* [GIVEN REQUEST] Report how many lines of the records below contain the string "hatch", with uppercase and lowercase treated as different. Give only the number.

* [EXTRACTED DATA]
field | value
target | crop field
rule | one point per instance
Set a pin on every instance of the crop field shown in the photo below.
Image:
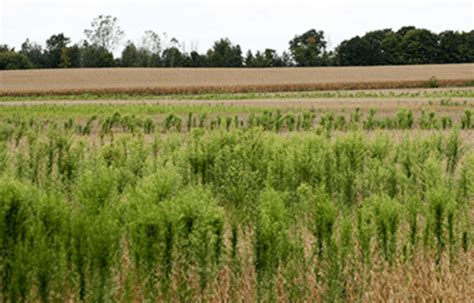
(255, 196)
(197, 81)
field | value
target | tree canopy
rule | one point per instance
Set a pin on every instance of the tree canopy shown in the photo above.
(407, 45)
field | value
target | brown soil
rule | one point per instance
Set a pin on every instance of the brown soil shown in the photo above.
(186, 80)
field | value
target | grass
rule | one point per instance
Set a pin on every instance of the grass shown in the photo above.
(246, 214)
(416, 93)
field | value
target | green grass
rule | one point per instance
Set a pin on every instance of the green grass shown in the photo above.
(418, 93)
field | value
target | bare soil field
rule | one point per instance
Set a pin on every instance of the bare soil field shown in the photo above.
(186, 80)
(320, 103)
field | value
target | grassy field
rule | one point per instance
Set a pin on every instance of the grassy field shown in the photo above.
(355, 196)
(192, 81)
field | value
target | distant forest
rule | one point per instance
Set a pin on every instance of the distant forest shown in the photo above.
(408, 45)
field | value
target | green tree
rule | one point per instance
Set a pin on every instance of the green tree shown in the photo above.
(105, 32)
(14, 60)
(54, 49)
(308, 49)
(130, 55)
(34, 52)
(420, 47)
(96, 56)
(173, 57)
(225, 54)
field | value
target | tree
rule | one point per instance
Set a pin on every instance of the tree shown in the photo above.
(96, 56)
(225, 54)
(54, 49)
(197, 60)
(420, 47)
(366, 50)
(13, 60)
(308, 48)
(35, 53)
(130, 55)
(6, 48)
(151, 41)
(75, 55)
(105, 32)
(355, 51)
(172, 57)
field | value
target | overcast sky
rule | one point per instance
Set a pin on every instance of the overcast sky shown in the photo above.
(254, 24)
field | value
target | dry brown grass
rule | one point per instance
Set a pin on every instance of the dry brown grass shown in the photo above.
(196, 81)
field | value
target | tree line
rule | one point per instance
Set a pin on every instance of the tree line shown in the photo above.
(408, 45)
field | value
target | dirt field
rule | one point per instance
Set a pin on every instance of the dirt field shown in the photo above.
(136, 80)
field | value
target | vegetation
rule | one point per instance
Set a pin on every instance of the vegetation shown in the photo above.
(408, 45)
(196, 205)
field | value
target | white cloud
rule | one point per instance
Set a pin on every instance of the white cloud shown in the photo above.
(254, 24)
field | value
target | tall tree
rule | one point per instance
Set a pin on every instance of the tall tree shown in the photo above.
(105, 32)
(54, 49)
(225, 54)
(96, 56)
(35, 53)
(307, 49)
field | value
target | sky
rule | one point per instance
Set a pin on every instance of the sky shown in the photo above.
(253, 24)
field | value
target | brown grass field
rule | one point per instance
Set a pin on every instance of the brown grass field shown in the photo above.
(231, 80)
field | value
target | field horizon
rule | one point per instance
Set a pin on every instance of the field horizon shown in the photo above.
(159, 81)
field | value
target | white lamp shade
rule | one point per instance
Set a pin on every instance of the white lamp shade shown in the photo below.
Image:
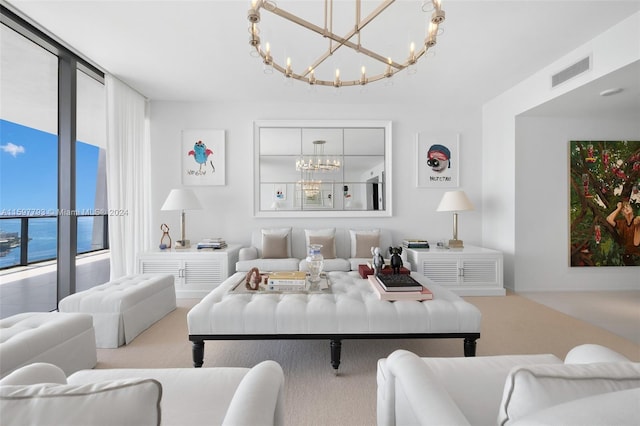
(454, 201)
(181, 199)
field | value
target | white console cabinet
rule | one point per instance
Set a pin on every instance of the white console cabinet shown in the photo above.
(469, 271)
(196, 272)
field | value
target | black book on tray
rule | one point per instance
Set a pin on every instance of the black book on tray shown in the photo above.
(399, 282)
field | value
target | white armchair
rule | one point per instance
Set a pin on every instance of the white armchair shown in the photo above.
(167, 396)
(594, 383)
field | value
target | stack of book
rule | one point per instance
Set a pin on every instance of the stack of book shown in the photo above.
(399, 287)
(287, 281)
(415, 244)
(212, 243)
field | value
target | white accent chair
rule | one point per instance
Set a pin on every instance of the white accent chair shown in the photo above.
(593, 386)
(41, 394)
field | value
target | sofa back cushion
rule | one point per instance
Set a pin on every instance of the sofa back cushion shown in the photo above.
(119, 402)
(275, 243)
(363, 240)
(529, 389)
(325, 237)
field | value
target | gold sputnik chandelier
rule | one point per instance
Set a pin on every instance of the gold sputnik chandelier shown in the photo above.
(385, 65)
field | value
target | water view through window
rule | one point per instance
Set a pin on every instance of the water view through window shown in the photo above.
(28, 189)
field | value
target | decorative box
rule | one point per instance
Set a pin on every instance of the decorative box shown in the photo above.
(365, 271)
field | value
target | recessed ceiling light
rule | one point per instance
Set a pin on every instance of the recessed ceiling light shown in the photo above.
(610, 92)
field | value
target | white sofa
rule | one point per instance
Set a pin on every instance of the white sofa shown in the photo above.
(344, 244)
(40, 394)
(64, 339)
(593, 386)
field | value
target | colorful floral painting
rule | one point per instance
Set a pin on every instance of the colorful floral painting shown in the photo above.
(605, 203)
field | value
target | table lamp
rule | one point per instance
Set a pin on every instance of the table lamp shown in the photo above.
(182, 199)
(455, 201)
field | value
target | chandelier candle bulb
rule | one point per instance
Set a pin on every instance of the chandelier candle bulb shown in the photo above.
(288, 71)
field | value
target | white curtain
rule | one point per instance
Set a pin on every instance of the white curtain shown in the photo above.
(128, 175)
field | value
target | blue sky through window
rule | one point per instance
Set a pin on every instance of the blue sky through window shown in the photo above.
(29, 170)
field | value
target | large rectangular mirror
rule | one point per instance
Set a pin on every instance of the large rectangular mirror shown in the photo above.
(322, 168)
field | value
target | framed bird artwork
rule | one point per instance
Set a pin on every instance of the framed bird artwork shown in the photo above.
(203, 161)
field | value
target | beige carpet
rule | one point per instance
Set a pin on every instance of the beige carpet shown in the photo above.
(315, 396)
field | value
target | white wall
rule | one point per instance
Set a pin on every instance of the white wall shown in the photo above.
(542, 204)
(229, 210)
(610, 51)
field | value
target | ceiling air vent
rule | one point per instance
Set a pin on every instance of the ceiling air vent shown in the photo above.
(572, 71)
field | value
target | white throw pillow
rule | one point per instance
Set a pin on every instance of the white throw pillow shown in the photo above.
(277, 232)
(325, 237)
(118, 402)
(360, 239)
(35, 373)
(621, 408)
(533, 388)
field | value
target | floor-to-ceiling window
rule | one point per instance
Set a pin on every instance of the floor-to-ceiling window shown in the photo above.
(52, 175)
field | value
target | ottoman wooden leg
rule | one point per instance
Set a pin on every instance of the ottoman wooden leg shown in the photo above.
(469, 346)
(336, 347)
(198, 353)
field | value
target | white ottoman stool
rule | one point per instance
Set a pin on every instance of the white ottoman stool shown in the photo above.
(66, 340)
(124, 308)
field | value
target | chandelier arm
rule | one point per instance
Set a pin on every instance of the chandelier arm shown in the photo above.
(342, 40)
(437, 18)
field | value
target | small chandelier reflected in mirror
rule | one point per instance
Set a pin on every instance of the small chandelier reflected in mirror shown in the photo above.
(319, 162)
(386, 66)
(310, 188)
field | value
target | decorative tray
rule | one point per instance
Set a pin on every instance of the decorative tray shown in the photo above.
(323, 286)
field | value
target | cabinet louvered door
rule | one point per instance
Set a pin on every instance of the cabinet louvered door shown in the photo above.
(471, 271)
(161, 267)
(441, 271)
(200, 274)
(479, 271)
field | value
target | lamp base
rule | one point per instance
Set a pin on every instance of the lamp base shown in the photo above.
(182, 244)
(455, 244)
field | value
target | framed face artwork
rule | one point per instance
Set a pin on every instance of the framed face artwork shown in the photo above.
(437, 162)
(203, 157)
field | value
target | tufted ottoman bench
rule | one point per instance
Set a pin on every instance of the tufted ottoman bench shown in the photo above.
(124, 308)
(66, 340)
(348, 310)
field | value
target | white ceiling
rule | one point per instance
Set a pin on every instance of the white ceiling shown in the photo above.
(198, 50)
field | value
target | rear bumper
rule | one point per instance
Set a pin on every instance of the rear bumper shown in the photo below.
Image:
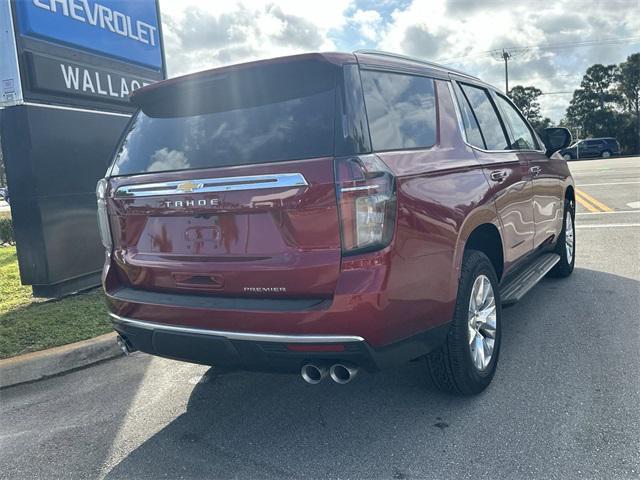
(269, 352)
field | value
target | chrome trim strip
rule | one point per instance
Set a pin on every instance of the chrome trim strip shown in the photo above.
(255, 337)
(463, 132)
(210, 185)
(358, 189)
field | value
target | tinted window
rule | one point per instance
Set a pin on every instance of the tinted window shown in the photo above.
(487, 118)
(522, 138)
(272, 114)
(471, 128)
(401, 110)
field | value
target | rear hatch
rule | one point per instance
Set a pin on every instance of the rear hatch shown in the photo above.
(224, 184)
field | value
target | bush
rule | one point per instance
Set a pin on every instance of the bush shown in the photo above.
(6, 231)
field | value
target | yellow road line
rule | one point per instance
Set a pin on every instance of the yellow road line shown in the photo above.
(593, 201)
(586, 204)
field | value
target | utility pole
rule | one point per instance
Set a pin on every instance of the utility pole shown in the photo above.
(506, 56)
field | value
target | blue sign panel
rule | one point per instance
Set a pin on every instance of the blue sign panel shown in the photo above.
(123, 29)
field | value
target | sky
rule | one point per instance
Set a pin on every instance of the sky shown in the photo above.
(201, 34)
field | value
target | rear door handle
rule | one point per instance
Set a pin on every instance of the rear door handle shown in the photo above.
(498, 175)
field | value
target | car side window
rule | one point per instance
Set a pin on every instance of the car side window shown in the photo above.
(487, 117)
(401, 110)
(522, 138)
(469, 122)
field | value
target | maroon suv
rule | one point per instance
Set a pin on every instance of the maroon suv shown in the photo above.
(323, 213)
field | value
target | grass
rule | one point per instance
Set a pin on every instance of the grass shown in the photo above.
(27, 325)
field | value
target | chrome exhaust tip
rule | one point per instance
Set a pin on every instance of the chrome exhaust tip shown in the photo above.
(313, 373)
(124, 345)
(343, 373)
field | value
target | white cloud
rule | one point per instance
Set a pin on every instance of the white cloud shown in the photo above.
(201, 34)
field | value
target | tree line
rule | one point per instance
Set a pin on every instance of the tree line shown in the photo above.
(607, 104)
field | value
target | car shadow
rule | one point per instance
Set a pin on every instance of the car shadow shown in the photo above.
(393, 424)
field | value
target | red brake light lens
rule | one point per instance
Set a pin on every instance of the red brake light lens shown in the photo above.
(367, 203)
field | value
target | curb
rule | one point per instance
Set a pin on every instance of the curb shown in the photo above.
(54, 361)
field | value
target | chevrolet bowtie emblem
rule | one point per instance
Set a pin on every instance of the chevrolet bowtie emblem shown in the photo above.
(189, 186)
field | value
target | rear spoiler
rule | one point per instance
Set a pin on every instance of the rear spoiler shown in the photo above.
(186, 84)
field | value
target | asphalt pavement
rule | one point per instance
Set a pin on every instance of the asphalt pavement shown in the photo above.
(565, 401)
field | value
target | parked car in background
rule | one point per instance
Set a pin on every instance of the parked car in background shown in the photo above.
(604, 147)
(324, 213)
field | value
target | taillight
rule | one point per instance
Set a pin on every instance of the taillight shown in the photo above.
(367, 203)
(103, 217)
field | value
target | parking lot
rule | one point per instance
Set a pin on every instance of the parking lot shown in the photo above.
(565, 402)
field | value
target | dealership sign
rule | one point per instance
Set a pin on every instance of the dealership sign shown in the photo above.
(85, 53)
(70, 78)
(125, 29)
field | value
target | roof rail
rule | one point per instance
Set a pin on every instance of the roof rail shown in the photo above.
(414, 59)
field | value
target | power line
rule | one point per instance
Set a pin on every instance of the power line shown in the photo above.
(584, 43)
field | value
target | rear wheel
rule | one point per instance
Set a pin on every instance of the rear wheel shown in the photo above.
(466, 361)
(566, 246)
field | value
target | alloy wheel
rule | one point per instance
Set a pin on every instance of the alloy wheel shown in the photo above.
(482, 322)
(569, 237)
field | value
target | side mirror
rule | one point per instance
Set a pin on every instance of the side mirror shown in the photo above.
(555, 139)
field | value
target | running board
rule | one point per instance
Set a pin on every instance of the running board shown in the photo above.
(518, 286)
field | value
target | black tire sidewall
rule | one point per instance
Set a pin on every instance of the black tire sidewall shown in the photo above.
(474, 380)
(564, 268)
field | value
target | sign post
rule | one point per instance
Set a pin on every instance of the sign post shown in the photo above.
(67, 69)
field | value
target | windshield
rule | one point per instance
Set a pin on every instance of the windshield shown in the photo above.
(275, 114)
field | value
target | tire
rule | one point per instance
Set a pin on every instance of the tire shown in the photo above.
(564, 267)
(453, 367)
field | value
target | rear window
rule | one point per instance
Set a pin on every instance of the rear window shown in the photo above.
(255, 115)
(401, 110)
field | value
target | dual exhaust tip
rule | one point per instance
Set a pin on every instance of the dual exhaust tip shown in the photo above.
(341, 373)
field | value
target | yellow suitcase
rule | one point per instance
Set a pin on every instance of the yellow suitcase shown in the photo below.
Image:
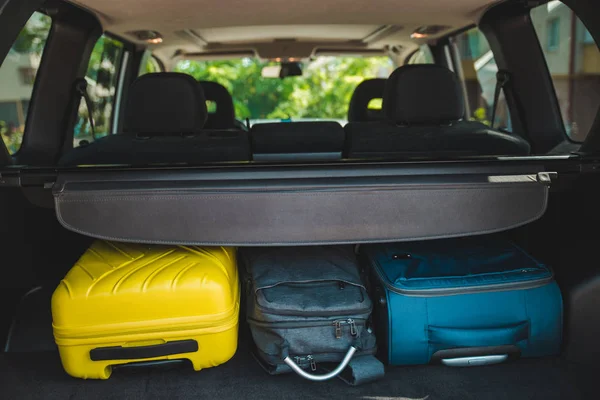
(126, 303)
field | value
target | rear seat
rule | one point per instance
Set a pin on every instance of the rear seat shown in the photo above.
(224, 116)
(297, 141)
(367, 90)
(424, 109)
(163, 124)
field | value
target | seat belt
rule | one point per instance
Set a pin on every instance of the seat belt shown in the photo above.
(502, 79)
(81, 89)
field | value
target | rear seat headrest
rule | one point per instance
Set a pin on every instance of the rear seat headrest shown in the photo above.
(367, 90)
(422, 94)
(165, 102)
(224, 117)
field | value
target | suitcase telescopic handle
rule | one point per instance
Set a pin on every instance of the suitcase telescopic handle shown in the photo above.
(324, 377)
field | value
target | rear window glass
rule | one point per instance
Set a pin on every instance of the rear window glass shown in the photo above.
(101, 76)
(322, 92)
(17, 77)
(573, 60)
(479, 71)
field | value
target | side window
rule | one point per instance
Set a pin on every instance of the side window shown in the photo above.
(102, 77)
(573, 60)
(421, 56)
(149, 65)
(479, 70)
(17, 77)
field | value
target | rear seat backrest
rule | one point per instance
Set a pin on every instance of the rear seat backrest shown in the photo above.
(297, 141)
(224, 116)
(367, 90)
(166, 102)
(163, 120)
(424, 110)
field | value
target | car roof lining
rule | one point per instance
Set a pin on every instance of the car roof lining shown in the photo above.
(188, 26)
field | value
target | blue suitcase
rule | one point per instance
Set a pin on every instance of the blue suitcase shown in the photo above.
(462, 302)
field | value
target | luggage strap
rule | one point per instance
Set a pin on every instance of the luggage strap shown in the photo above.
(361, 370)
(352, 370)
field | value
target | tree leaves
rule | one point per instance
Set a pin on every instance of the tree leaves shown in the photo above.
(323, 91)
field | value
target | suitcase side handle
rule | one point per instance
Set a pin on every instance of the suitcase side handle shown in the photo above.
(324, 377)
(143, 352)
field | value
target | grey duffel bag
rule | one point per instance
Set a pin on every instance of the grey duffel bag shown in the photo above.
(308, 311)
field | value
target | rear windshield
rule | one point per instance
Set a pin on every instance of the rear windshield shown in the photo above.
(322, 92)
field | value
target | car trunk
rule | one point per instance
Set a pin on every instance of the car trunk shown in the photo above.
(38, 251)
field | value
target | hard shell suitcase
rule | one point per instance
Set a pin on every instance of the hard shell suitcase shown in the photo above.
(128, 303)
(307, 306)
(467, 301)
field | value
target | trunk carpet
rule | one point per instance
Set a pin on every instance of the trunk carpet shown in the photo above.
(39, 375)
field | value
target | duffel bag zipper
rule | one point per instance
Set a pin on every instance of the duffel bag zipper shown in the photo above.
(337, 324)
(341, 286)
(338, 327)
(366, 310)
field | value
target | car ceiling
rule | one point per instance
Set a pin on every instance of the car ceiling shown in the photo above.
(275, 28)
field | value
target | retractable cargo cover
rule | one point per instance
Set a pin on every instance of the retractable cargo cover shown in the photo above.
(248, 207)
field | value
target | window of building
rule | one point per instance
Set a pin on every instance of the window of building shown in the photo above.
(587, 37)
(573, 60)
(553, 34)
(102, 77)
(17, 77)
(421, 56)
(479, 70)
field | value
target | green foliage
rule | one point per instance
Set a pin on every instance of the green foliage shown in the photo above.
(323, 91)
(12, 136)
(32, 37)
(480, 115)
(102, 79)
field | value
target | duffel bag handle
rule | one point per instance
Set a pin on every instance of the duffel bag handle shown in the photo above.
(324, 377)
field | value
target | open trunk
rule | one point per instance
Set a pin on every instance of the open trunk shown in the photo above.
(39, 251)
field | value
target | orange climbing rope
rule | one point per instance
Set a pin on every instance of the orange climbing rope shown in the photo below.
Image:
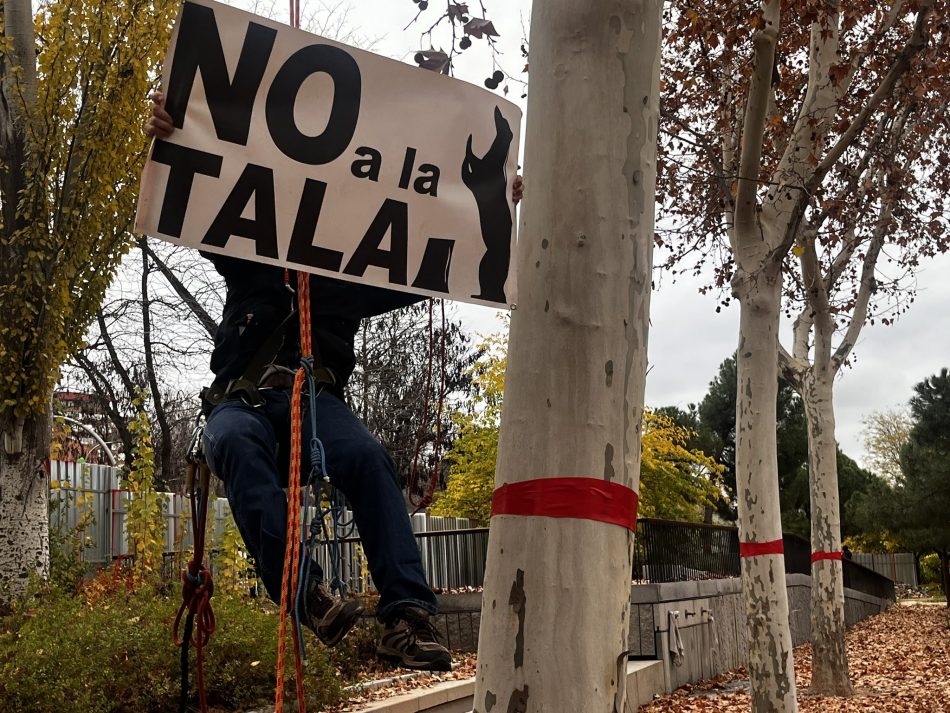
(292, 551)
(291, 571)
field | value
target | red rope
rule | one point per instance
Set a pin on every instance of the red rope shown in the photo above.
(197, 586)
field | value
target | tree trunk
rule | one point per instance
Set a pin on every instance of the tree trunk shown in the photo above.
(760, 524)
(24, 509)
(828, 628)
(557, 589)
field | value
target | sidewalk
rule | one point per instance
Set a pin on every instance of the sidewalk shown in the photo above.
(899, 661)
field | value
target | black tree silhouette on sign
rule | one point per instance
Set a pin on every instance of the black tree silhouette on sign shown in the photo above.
(485, 177)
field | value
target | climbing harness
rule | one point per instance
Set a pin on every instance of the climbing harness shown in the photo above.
(197, 584)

* [RIGHT ANSWER] 2